**EXERCISE INPUT:**
====

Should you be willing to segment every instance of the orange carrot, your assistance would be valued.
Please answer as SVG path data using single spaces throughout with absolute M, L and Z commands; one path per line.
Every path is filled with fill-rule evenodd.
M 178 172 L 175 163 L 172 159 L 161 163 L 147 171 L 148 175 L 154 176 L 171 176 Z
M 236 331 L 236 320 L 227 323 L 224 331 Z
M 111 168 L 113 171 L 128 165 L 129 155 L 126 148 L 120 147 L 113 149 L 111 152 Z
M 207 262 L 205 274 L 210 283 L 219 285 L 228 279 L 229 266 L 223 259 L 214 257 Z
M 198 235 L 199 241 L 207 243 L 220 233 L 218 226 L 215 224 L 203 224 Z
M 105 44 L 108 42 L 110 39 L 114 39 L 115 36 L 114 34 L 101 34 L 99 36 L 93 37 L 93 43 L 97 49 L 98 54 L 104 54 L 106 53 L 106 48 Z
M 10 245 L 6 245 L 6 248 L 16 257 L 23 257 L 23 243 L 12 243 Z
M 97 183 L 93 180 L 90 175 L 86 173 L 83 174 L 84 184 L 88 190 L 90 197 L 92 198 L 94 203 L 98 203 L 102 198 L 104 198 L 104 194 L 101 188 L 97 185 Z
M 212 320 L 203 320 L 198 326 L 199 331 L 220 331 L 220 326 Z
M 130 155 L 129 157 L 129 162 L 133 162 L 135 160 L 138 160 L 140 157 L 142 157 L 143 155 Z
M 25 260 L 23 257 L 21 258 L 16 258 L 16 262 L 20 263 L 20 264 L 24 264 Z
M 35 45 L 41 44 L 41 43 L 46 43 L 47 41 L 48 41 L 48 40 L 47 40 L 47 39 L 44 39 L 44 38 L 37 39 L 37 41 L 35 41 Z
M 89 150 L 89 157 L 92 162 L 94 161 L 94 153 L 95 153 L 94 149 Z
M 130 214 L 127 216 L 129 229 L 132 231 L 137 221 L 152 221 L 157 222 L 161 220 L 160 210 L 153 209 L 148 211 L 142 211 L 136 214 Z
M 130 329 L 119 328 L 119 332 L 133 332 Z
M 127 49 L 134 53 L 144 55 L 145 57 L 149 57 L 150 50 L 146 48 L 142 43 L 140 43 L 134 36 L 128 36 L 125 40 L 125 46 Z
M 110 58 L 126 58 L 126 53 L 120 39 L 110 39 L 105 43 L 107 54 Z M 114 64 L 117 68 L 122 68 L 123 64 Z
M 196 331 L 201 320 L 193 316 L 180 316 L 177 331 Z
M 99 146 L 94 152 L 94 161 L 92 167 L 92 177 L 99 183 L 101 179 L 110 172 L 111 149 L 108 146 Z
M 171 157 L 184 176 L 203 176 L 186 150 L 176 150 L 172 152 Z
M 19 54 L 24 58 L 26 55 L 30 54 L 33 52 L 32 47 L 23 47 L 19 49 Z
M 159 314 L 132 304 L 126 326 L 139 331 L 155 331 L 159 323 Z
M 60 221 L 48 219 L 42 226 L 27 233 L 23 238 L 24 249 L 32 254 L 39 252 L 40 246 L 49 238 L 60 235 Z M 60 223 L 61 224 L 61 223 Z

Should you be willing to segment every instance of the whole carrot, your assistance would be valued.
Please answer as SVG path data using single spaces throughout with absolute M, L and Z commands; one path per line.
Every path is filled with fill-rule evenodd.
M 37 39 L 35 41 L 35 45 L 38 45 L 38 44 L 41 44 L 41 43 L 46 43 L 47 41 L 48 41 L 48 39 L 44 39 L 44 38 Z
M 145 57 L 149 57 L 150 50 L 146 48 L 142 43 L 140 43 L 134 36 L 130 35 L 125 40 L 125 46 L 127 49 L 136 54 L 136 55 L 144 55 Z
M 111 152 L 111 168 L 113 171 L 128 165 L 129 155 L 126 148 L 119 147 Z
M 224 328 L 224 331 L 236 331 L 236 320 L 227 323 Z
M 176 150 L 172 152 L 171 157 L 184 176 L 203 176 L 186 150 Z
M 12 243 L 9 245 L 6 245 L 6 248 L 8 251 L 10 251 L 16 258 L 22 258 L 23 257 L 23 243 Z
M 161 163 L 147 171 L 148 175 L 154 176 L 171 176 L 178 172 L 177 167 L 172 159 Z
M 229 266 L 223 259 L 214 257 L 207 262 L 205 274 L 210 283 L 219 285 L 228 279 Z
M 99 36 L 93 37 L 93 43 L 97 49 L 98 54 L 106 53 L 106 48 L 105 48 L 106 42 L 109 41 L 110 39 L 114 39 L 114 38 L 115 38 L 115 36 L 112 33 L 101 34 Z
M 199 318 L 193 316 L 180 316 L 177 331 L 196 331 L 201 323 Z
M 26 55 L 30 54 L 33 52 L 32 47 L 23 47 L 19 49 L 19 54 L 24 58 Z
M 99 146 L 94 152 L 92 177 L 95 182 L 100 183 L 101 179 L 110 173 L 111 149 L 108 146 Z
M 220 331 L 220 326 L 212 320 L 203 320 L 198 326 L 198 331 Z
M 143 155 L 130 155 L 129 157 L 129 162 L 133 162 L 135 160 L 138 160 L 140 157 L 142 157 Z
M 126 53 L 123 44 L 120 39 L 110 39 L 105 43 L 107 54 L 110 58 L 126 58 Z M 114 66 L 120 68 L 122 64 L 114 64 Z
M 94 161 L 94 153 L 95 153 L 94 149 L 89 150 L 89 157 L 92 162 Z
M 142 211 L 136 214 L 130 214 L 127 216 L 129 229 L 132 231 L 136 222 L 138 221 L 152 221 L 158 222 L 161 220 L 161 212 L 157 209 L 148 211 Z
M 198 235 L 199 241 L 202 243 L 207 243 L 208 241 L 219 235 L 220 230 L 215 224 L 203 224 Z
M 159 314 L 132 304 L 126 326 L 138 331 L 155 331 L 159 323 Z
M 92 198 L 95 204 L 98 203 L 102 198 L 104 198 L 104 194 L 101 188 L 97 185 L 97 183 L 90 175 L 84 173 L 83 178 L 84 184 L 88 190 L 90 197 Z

====

**PROBLEM DETAILS:**
Each of the entries above should be written out again exactly.

**WRITTEN ANSWER:**
Should you be willing to segment every instance of the orange carrot, your assistance would be valued.
Please answer as SVG path data using single spaces throughout with absolute M, L and Z commands; one path per line.
Every path is filled with fill-rule evenodd.
M 178 172 L 175 163 L 172 159 L 161 163 L 147 171 L 148 175 L 154 176 L 171 176 Z
M 236 331 L 236 320 L 227 323 L 224 331 Z
M 111 168 L 113 171 L 128 165 L 129 155 L 126 148 L 120 147 L 113 149 L 111 152 Z
M 207 262 L 205 274 L 210 283 L 219 285 L 228 279 L 229 266 L 223 259 L 214 257 Z
M 198 235 L 199 241 L 207 243 L 220 233 L 218 226 L 215 224 L 203 224 Z
M 105 44 L 108 42 L 110 39 L 114 39 L 115 36 L 114 34 L 101 34 L 99 36 L 93 37 L 93 43 L 97 49 L 98 54 L 104 54 L 106 53 L 106 48 Z
M 10 245 L 6 245 L 6 248 L 16 257 L 23 257 L 23 243 L 12 243 Z
M 97 183 L 93 180 L 90 175 L 86 173 L 83 174 L 84 184 L 88 190 L 90 197 L 92 198 L 94 203 L 98 203 L 102 198 L 104 198 L 104 194 L 101 188 L 97 185 Z
M 212 320 L 203 320 L 198 326 L 199 331 L 220 331 L 220 326 Z
M 130 155 L 129 157 L 129 162 L 133 162 L 135 160 L 138 160 L 140 157 L 142 157 L 143 155 Z
M 25 260 L 23 257 L 21 258 L 16 258 L 16 262 L 20 263 L 20 264 L 24 264 Z
M 35 45 L 41 44 L 41 43 L 46 43 L 47 41 L 48 41 L 48 40 L 47 40 L 47 39 L 44 39 L 44 38 L 37 39 L 37 41 L 35 41 Z
M 89 150 L 89 157 L 92 162 L 94 161 L 94 153 L 95 153 L 94 149 Z
M 130 214 L 127 216 L 129 229 L 132 231 L 137 221 L 152 221 L 157 222 L 161 220 L 160 210 L 153 209 L 148 211 L 142 211 L 136 214 Z
M 130 329 L 119 328 L 119 332 L 133 332 Z
M 127 49 L 134 53 L 144 55 L 145 57 L 149 57 L 150 50 L 146 48 L 142 43 L 140 43 L 134 36 L 128 36 L 125 40 L 125 46 Z
M 110 58 L 126 58 L 126 53 L 120 39 L 110 39 L 105 43 L 107 54 Z M 114 64 L 117 68 L 122 68 L 123 64 Z
M 196 331 L 201 320 L 193 316 L 180 316 L 177 331 Z
M 99 146 L 94 152 L 94 161 L 92 167 L 92 177 L 99 183 L 101 179 L 110 172 L 111 149 L 108 146 Z
M 171 157 L 184 176 L 203 176 L 186 150 L 176 150 L 172 152 Z
M 19 54 L 24 58 L 26 55 L 30 54 L 33 52 L 32 47 L 23 47 L 19 49 Z
M 159 314 L 132 304 L 126 326 L 139 331 L 155 331 L 159 323 Z
M 60 221 L 48 219 L 42 226 L 27 233 L 23 238 L 24 249 L 32 254 L 39 252 L 40 246 L 49 238 L 60 235 Z M 60 223 L 61 224 L 61 223 Z

Should you be willing to segment every instance of the whole carrot, your assistance would be valued.
Please answer as SVG path data using single spaces throughout with absolute M, L and Z commands; one path per line.
Every path is filled with fill-rule evenodd.
M 37 39 L 35 41 L 35 45 L 38 45 L 38 44 L 41 44 L 41 43 L 46 43 L 47 41 L 48 41 L 48 39 L 44 39 L 44 38 Z
M 145 57 L 149 57 L 150 50 L 146 48 L 142 43 L 140 43 L 134 36 L 130 35 L 125 40 L 125 46 L 127 49 L 136 54 L 136 55 L 144 55 Z
M 111 152 L 111 168 L 113 171 L 128 165 L 129 155 L 126 148 L 119 147 Z
M 224 328 L 224 331 L 236 331 L 236 320 L 227 323 Z
M 176 150 L 172 152 L 171 157 L 184 176 L 203 176 L 186 150 Z
M 12 243 L 9 245 L 6 245 L 6 248 L 8 251 L 10 251 L 16 258 L 22 258 L 23 257 L 23 243 Z
M 161 163 L 147 171 L 148 175 L 154 176 L 171 176 L 178 172 L 177 167 L 172 159 Z
M 229 266 L 223 259 L 214 257 L 207 262 L 205 274 L 210 283 L 219 285 L 228 279 Z
M 99 36 L 93 37 L 93 43 L 97 49 L 98 54 L 106 53 L 106 48 L 105 48 L 106 42 L 109 41 L 110 39 L 114 39 L 114 38 L 115 38 L 115 36 L 112 33 L 101 34 Z
M 199 318 L 193 316 L 180 316 L 177 331 L 196 331 L 201 323 Z
M 26 55 L 30 54 L 33 52 L 32 47 L 23 47 L 19 49 L 19 54 L 24 58 Z
M 99 146 L 94 152 L 92 177 L 95 182 L 100 183 L 101 179 L 110 173 L 111 149 L 108 146 Z
M 220 331 L 220 326 L 212 320 L 203 320 L 198 326 L 198 331 Z
M 143 155 L 130 155 L 129 157 L 129 162 L 133 162 L 135 160 L 138 160 L 140 157 L 142 157 Z
M 126 53 L 123 44 L 120 39 L 110 39 L 105 43 L 107 54 L 110 58 L 126 58 Z M 114 66 L 120 68 L 122 64 L 114 64 Z
M 94 161 L 94 153 L 95 153 L 94 149 L 89 150 L 89 157 L 92 162 Z
M 142 211 L 136 214 L 130 214 L 127 216 L 129 229 L 132 231 L 136 222 L 138 221 L 152 221 L 158 222 L 161 220 L 161 212 L 157 209 L 148 211 Z
M 198 235 L 199 241 L 202 243 L 207 243 L 208 241 L 219 235 L 220 230 L 215 224 L 203 224 Z
M 159 314 L 132 304 L 126 326 L 138 331 L 155 331 L 159 323 Z
M 92 198 L 95 204 L 98 203 L 102 198 L 104 198 L 104 194 L 101 188 L 97 185 L 97 183 L 90 175 L 84 173 L 83 178 L 84 184 L 88 190 L 90 197 Z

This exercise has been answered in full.